#### Stated task:
Produce a verbatim transcription of the records below, beginning at the line containing "Each instance of the white and" and ending at the final line; include only those lines.

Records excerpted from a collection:
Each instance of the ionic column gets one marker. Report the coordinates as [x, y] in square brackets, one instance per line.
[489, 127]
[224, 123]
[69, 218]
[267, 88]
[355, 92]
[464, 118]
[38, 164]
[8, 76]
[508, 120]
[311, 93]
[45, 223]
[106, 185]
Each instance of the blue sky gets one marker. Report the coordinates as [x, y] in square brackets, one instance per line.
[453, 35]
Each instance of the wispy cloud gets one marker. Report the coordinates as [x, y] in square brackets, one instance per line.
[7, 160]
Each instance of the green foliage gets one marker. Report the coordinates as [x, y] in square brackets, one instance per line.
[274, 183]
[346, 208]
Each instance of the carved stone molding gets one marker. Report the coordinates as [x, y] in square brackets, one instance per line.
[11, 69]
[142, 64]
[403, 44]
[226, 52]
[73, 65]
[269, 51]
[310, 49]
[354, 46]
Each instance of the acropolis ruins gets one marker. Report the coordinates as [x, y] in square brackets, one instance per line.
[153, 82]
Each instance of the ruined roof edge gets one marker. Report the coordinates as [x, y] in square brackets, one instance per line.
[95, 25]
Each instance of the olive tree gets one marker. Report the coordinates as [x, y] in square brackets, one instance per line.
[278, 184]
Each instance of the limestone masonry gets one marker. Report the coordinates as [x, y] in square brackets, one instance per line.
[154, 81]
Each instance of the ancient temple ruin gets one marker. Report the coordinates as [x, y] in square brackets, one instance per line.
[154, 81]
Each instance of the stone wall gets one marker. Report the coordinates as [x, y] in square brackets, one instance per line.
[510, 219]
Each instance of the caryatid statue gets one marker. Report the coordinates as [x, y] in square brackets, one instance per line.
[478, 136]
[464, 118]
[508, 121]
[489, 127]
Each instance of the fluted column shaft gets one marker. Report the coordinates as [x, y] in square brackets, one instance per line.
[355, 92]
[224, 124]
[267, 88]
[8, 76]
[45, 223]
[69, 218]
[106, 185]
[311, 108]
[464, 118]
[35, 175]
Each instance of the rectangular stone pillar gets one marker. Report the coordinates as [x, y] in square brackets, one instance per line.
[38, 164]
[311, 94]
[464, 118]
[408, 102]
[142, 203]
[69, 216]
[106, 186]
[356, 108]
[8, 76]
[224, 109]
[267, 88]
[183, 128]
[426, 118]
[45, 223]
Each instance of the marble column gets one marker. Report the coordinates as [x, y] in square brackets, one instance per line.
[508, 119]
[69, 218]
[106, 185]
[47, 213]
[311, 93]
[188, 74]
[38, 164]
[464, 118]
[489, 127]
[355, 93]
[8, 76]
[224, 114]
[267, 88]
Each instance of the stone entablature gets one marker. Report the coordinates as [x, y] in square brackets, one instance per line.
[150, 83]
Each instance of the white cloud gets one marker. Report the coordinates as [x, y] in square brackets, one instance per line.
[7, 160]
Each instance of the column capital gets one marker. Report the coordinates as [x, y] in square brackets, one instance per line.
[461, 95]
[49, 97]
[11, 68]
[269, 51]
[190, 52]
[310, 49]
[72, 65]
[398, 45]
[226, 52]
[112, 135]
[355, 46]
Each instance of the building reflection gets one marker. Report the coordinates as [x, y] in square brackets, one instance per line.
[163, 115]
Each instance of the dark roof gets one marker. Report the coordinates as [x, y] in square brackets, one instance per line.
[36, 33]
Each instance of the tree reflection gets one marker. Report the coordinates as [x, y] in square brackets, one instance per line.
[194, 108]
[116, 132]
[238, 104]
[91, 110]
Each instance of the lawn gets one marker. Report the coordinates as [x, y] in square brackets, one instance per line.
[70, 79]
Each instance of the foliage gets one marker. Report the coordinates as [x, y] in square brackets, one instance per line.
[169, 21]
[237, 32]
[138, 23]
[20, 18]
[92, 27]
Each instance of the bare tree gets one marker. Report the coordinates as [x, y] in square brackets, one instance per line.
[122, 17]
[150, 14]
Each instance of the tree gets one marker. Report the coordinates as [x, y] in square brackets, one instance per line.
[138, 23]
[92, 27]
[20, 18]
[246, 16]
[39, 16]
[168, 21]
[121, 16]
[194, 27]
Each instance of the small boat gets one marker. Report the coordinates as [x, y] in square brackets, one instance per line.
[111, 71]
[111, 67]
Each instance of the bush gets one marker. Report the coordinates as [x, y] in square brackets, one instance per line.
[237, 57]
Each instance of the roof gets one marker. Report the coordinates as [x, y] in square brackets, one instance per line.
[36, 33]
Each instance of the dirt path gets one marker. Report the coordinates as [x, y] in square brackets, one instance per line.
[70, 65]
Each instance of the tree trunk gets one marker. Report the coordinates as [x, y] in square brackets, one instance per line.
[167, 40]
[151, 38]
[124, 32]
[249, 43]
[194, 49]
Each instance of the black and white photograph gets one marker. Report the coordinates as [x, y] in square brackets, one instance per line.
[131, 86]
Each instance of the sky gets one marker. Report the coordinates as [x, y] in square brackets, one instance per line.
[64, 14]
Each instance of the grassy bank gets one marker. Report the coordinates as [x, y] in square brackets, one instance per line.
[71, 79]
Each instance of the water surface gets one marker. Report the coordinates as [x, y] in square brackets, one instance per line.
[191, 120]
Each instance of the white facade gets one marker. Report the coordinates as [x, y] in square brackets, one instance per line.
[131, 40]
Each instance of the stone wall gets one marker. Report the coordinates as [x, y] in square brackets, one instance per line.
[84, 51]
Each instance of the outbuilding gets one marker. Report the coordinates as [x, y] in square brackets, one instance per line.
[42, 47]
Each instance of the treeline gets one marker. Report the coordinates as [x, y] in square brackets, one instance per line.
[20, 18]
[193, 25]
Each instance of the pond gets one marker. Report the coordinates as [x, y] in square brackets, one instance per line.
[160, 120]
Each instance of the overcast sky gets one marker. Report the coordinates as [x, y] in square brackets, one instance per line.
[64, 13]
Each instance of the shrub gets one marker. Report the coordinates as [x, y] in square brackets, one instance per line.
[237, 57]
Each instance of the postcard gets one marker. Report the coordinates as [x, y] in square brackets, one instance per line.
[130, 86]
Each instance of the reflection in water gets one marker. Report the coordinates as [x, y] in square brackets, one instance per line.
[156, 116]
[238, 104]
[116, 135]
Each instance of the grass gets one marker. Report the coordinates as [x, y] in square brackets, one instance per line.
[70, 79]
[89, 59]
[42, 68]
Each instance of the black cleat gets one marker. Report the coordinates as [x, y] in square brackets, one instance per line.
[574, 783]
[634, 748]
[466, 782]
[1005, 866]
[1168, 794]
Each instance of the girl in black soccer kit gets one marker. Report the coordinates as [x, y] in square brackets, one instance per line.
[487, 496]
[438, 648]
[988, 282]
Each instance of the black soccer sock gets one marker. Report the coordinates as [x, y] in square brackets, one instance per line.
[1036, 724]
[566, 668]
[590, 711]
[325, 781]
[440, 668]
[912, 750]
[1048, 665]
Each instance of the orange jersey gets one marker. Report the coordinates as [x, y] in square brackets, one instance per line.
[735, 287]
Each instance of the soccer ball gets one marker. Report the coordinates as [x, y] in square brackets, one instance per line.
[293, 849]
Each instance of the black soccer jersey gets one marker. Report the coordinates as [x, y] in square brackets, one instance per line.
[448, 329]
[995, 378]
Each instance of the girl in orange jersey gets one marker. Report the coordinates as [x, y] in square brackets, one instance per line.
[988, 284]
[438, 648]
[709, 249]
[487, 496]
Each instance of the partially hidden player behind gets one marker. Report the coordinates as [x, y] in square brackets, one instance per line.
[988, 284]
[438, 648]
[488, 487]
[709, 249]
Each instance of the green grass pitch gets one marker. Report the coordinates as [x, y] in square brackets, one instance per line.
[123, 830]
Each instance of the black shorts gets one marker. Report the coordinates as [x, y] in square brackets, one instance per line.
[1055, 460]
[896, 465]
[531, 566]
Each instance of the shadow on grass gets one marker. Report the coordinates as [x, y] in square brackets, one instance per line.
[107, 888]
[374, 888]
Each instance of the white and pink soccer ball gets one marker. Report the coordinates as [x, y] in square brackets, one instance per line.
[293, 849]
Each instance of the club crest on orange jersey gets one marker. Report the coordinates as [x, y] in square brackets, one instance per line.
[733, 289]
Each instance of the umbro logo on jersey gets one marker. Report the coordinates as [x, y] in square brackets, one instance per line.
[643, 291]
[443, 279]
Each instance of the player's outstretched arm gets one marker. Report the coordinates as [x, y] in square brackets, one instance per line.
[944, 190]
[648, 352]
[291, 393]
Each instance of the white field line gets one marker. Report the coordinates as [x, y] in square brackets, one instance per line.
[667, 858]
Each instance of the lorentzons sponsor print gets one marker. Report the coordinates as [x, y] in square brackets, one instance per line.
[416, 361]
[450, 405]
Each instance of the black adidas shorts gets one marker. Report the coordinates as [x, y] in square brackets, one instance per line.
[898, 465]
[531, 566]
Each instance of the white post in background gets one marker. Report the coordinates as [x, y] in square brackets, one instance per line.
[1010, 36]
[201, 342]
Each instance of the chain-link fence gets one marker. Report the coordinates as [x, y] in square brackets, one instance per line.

#### Output of the task:
Each instance of the white and pink soccer ball gets one marker. Report the coordinates as [x, y] in square brackets, one instance per line.
[293, 849]
Each instance of the club crest on orange jersey gets one marker. Report the coordinates as [x, y] in square brackets, one instance per line.
[733, 289]
Each instance of the umbro logo on jersey gets one marker. Report the coordinates as [x, y] in square brackets, one instance per line.
[643, 291]
[443, 279]
Each instance of the player's outstretched arm gets one marker. Report the coordinates as [x, y] in square brackets, one instance per line.
[944, 190]
[648, 352]
[291, 393]
Each instance of the white field line gets one marker. Report the coordinates as [x, y] in square brackets, one instance per line.
[667, 858]
Each instance of the lorentzons sponsor print gets one marker. Report the coordinates as [x, y] in square brackets, one instance per line.
[416, 361]
[450, 405]
Each instance of the black adidas shorts gets one marker. Report the coordinates as [x, y] in square brackets, one instance per line.
[898, 465]
[531, 566]
Each instance of the white post in background gets one marker. Report the coordinates as [x, y] in square brackets, one instance per line.
[1010, 36]
[201, 342]
Each instance of the chain-link fence gets one marker. Report the coordinates as [x, y] in square brackets, one instance per line.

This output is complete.